→ **TEXTE SOURCE**:
Le mouvement contestataire "Hirak" en Algérie a été contraint, mardi, de suspendre ses manifestations à cause de la pandémie de Covid-19. Le virus a tué au moins cinq personnes dans la pays, selon le dernier bilan officiel.
Face à la propagation du nouveau coronavirus en Algérie, les autorités ont interdit, mardi 17 mars, les manifestations du "Hirak", mouvement de contestation inédit du régime, déclenché le 22 février 2019. Le dernier bilan officiel fait état de cinq décès et de 60 personnes contaminées dans le pays.
"L'épidémie qui se propage est une question sécuritaire et sanitaire nationale, qui impose une restriction de certaines libertés, temporairement", a déclaré le président Abdelmadjid Tebboune dans un discours télévisé, en annonçant l'interdiction des rassemblements et des marches "quelles qu'en soient leurs formes et nature".
Vendredi 13 mars, les manifestants du "Hirak" bravaient par milliers la menace du virus à Alger et en province. Et le lendemain, quelques centaines d'irréductibles avaient été violemment dispersés par la police dans la capitale.
"Sagesse"

→ **DONNÉES RECUEILLIES**:
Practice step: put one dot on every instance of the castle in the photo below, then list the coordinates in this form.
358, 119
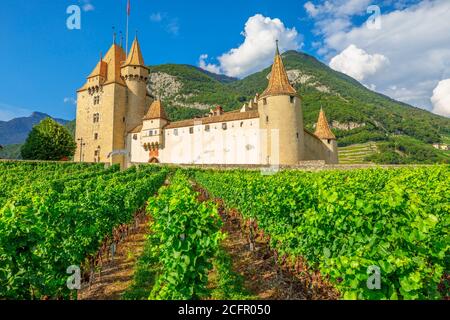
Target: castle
119, 121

→ **CONSIGNE DE TRAVAIL 1**: Recopiez fidèlement le passage de l'article sur le Hirak qui s'ouvre sur les mots contenant « Le mouvement contestataire » et se clôt sur « dans le pays. ».
→ **CONSIGNE DE TRAVAIL 2**: Rédigez la suite de l'article consacré au Hirak face au coronavirus, à partir du point où il s'arrête.

→ **CORRIGÉ DE L'EXERCICE 1**:
Le mouvement contestataire "Hirak" en Algérie a été contraint, mardi, de suspendre ses manifestations à cause de la pandémie de Covid-19. Le virus a tué au moins cinq personnes dans la pays, selon le dernier bilan officiel.
Face à la propagation du nouveau coronavirus en Algérie, les autorités ont interdit, mardi 17 mars, les manifestations du "Hirak", mouvement de contestation inédit du régime, déclenché le 22 février 2019. Le dernier bilan officiel fait état de cinq décès et de 60 personnes contaminées dans le pays.

→ **CORRIGÉ DE L'EXERCICE 2**:
Toutefois, plusieurs figures du soulèvement pacifique exhortaient publiquement ces derniers jours à suspendre les marches hebdomadaires, tant que sévirait la pandémie. "La sagesse nécessite la suspension temporaire des marches afin de préserver la santé publique. C'est le meilleur moyen de préserver le 'Hirak', tout en réfléchissant collectivement aux alternatives", a plaidé Mustapha Bouchachi, un avocat écouté, sur Facebook.
Chez les opposants au pouvoir, on en appelle aussi à "la responsabilité de tous pour faire prévaloir la santé des Algériens", comme l'a demandé Mohcine Belabess, président du Rassemblement pour la culture et la démocratie (RCD). Ce dernier a décidé de renoncer temporairement aux marches du "Hirak" tandis que le Front des Forces socialistes (FFS) souhaite "poursuivre la révolution sous d’autres formes".
"En Révolution, la raison prime sur la passion. Pour vivre libre, il faut être vivant", a renchéri Saïd Sadi, un autre opposant. Un avis que partage l'ex-ministre et diplomate Abdelaziz Rahabi. "La suspension temporaire des marches, en raison des risques sanitaires, s'impose comme un devoir national et préserve notre droit à manifester librement pour une Algérie plus juste et plus forte", a-t-il estimé sur Twitter.
#Algérie vit un état d’urgence sanitaire non déclaré . La suspension temporaire des marches, en raison des risques sanitaires, s'impose comme un devoir national et préserve notre droit à manifester librement pour une Algérie plus juste et plus forte .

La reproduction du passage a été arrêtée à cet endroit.